Provided entries:
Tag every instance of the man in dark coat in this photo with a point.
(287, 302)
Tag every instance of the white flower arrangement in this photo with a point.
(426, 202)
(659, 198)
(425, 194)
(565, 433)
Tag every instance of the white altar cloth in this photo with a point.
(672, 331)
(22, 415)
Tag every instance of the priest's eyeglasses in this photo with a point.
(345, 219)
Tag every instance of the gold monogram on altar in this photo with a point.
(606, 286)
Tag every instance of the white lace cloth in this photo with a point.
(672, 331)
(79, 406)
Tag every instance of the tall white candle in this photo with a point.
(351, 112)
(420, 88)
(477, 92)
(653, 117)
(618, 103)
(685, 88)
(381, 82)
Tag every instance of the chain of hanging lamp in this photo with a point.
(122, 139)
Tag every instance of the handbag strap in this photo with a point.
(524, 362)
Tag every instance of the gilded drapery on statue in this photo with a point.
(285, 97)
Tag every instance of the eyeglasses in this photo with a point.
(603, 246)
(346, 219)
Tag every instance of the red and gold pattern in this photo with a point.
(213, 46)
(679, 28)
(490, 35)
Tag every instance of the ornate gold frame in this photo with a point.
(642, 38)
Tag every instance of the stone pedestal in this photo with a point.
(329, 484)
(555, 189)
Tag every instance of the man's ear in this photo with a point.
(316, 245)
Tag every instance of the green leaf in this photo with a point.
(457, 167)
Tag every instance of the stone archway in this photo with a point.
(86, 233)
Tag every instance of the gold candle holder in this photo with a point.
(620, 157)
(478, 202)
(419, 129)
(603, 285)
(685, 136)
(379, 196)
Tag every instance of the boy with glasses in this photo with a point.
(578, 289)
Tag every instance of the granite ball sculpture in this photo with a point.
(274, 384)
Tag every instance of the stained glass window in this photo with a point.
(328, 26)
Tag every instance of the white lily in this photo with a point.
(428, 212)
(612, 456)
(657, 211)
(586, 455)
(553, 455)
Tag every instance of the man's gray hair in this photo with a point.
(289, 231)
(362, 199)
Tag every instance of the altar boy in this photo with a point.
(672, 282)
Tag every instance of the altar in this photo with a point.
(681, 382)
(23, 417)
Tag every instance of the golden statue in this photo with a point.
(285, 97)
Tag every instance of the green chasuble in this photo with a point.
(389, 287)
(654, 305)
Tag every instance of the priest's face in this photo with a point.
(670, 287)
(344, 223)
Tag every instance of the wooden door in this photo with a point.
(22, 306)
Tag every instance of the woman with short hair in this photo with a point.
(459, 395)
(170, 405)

* * *

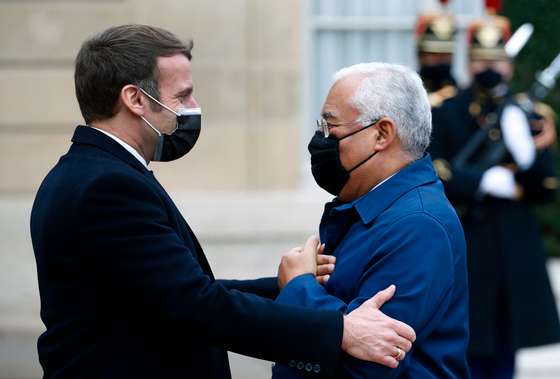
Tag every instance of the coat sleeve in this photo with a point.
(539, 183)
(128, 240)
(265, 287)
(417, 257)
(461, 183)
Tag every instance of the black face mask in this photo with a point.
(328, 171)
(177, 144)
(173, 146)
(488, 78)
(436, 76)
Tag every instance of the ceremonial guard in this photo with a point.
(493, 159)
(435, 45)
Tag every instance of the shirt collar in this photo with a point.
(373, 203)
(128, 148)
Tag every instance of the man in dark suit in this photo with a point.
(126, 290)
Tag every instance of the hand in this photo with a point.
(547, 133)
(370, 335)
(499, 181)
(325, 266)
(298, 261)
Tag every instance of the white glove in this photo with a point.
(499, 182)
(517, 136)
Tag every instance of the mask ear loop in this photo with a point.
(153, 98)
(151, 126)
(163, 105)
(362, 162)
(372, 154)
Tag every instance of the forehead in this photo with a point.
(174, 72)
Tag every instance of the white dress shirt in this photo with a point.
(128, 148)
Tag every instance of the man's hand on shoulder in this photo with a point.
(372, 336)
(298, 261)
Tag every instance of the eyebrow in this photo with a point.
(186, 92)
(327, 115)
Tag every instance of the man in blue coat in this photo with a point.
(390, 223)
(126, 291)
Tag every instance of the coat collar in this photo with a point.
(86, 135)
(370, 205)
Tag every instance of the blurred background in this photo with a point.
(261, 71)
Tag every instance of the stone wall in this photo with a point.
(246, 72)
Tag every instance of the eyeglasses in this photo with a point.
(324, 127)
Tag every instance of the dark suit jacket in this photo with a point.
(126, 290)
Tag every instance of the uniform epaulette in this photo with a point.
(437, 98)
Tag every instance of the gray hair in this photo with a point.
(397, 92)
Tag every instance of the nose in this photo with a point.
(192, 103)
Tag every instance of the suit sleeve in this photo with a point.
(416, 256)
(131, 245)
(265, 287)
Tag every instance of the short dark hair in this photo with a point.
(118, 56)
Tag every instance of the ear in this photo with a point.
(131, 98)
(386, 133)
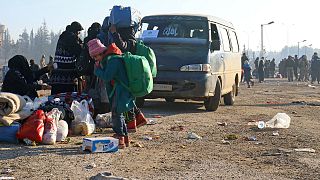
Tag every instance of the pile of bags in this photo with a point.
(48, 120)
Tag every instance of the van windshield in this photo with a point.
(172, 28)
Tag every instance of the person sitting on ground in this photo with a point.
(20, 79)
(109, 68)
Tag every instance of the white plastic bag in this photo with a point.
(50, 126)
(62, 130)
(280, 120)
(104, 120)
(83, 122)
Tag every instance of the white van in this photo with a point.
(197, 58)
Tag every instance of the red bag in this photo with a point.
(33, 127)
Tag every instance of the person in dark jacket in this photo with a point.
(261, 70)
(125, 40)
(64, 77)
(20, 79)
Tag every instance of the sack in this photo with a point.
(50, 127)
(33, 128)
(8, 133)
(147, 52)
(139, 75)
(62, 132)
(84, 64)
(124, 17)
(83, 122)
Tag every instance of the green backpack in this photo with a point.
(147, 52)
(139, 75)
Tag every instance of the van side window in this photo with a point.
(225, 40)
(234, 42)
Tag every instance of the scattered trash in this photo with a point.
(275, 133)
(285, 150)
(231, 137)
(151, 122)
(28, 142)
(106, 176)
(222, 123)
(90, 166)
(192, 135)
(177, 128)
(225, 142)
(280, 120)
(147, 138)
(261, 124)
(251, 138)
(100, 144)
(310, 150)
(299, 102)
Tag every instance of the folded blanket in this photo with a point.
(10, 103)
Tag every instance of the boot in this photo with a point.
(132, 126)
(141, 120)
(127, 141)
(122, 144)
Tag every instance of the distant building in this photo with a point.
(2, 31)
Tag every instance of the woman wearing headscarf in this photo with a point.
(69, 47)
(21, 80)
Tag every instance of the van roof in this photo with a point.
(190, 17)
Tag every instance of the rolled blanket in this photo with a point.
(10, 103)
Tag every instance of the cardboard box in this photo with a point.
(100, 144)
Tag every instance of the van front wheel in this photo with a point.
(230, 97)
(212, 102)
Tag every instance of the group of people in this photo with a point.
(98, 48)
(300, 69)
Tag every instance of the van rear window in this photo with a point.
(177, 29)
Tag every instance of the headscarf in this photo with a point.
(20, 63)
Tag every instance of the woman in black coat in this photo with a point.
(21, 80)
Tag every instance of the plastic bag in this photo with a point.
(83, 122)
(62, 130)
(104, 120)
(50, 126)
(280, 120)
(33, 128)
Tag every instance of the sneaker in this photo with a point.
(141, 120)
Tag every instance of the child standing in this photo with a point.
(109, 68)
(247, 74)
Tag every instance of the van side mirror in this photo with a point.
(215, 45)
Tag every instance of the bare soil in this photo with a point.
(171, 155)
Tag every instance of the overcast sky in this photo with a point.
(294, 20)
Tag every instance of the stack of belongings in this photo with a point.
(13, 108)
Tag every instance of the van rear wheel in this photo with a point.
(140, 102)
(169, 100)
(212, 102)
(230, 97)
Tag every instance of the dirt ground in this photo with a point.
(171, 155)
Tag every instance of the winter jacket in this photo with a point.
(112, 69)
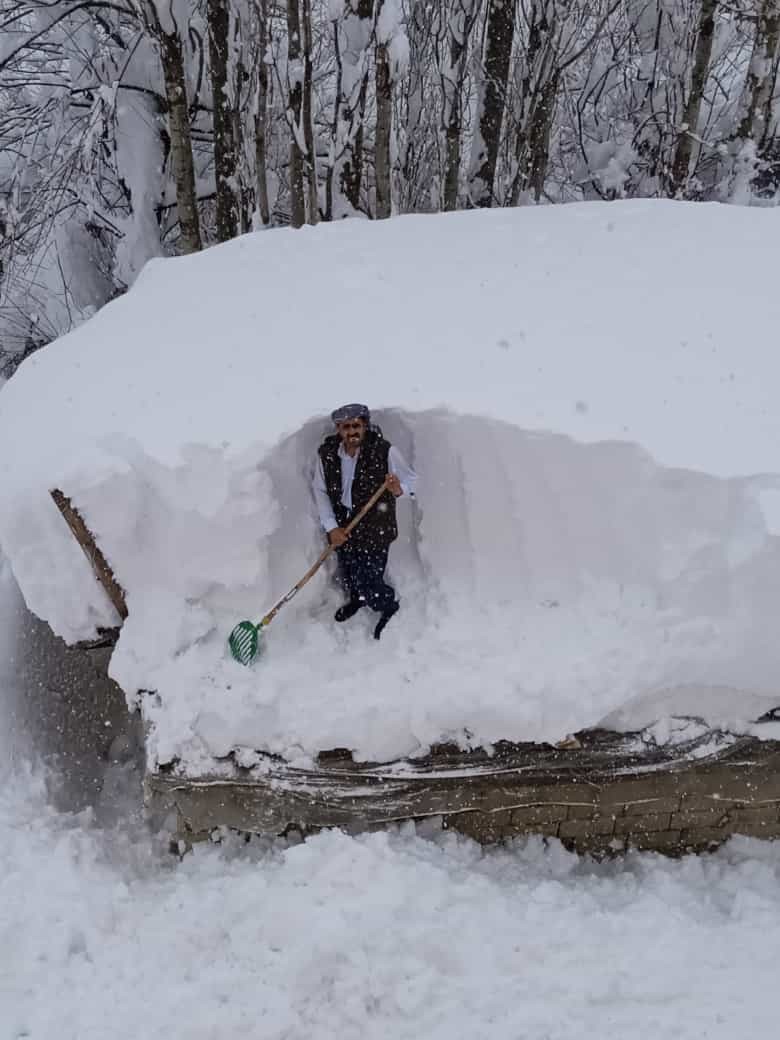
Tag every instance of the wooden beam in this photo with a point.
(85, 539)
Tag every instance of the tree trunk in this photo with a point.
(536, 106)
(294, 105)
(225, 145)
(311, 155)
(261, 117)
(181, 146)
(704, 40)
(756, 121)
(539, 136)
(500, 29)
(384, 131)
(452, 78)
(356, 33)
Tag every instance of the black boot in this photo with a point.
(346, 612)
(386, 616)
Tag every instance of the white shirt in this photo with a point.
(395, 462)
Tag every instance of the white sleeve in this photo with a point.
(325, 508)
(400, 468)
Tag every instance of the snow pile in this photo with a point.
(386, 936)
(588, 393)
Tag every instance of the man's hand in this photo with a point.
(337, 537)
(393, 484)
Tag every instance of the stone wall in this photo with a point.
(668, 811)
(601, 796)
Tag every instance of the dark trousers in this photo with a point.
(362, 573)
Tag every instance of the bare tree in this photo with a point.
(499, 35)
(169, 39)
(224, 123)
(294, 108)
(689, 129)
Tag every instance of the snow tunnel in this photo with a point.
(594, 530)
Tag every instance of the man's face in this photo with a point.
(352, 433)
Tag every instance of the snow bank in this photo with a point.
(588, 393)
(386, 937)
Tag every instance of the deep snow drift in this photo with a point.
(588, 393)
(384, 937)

---

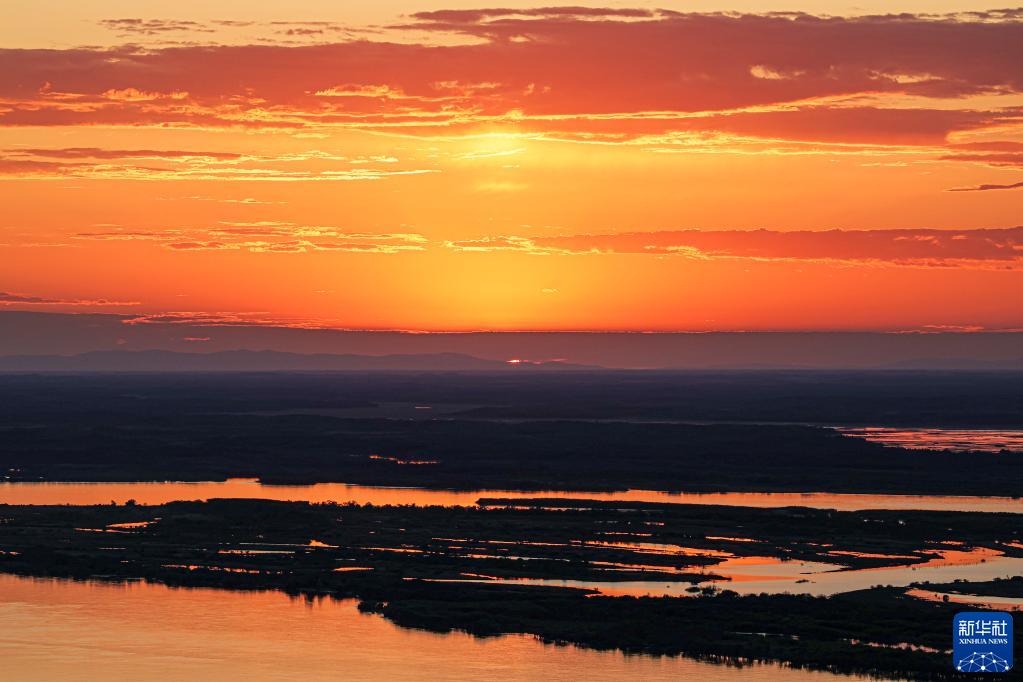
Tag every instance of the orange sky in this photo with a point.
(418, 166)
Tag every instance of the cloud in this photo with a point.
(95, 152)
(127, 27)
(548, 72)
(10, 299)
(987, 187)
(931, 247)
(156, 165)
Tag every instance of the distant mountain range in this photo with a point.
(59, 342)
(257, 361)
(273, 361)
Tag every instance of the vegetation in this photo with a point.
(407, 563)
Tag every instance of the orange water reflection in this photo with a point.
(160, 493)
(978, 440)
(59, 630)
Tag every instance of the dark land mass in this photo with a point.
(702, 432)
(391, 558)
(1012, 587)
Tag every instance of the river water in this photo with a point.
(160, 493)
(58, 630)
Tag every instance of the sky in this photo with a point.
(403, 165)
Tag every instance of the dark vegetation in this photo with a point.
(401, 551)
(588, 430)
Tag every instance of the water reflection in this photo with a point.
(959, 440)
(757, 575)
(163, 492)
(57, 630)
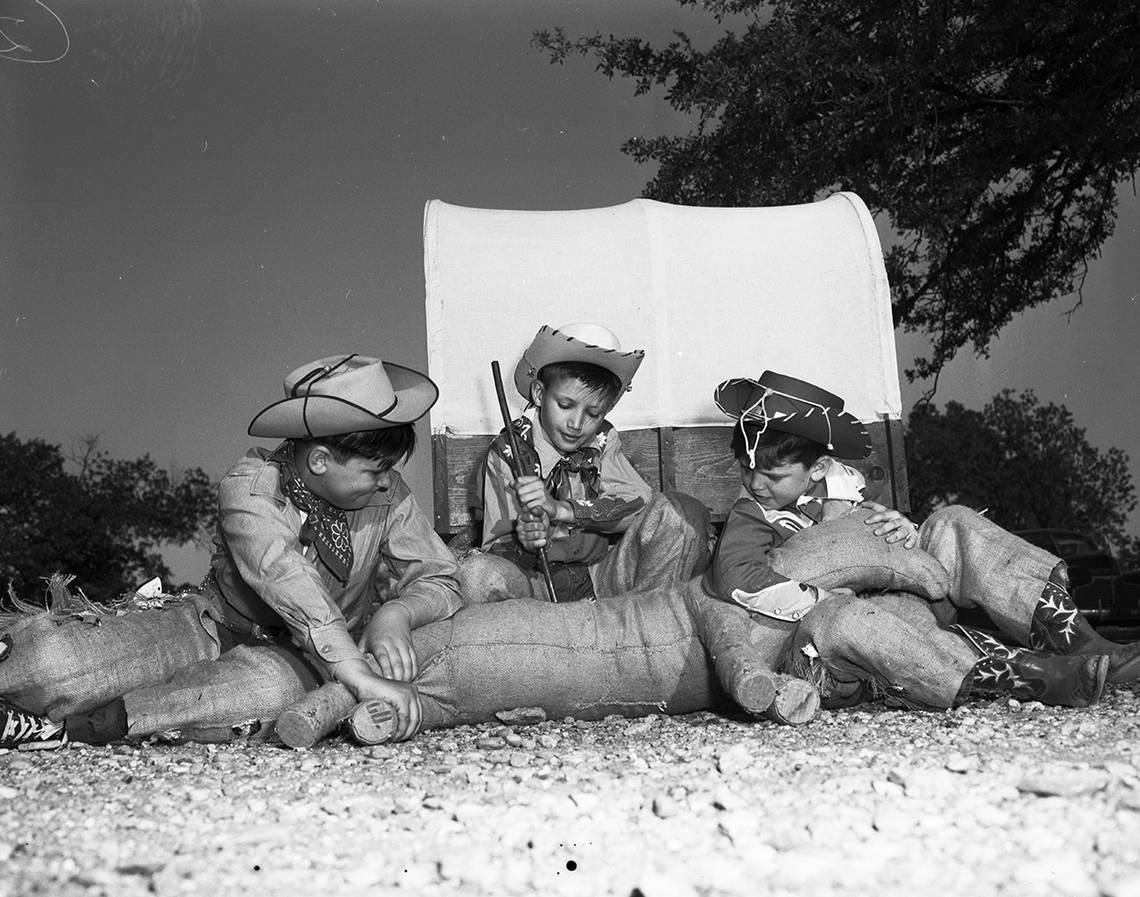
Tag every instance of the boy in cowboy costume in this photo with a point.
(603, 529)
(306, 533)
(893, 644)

Your goal: Which lines in the data above contain the string "woman" with the same capitalization? Pull out each of them in full.

Written response:
Tag every instance of the woman with short hair in this photo with a point.
Tag every instance of the woman wearing headscarf in this photo with a point.
Tag every instance of the woman in black coat in this photo with a point.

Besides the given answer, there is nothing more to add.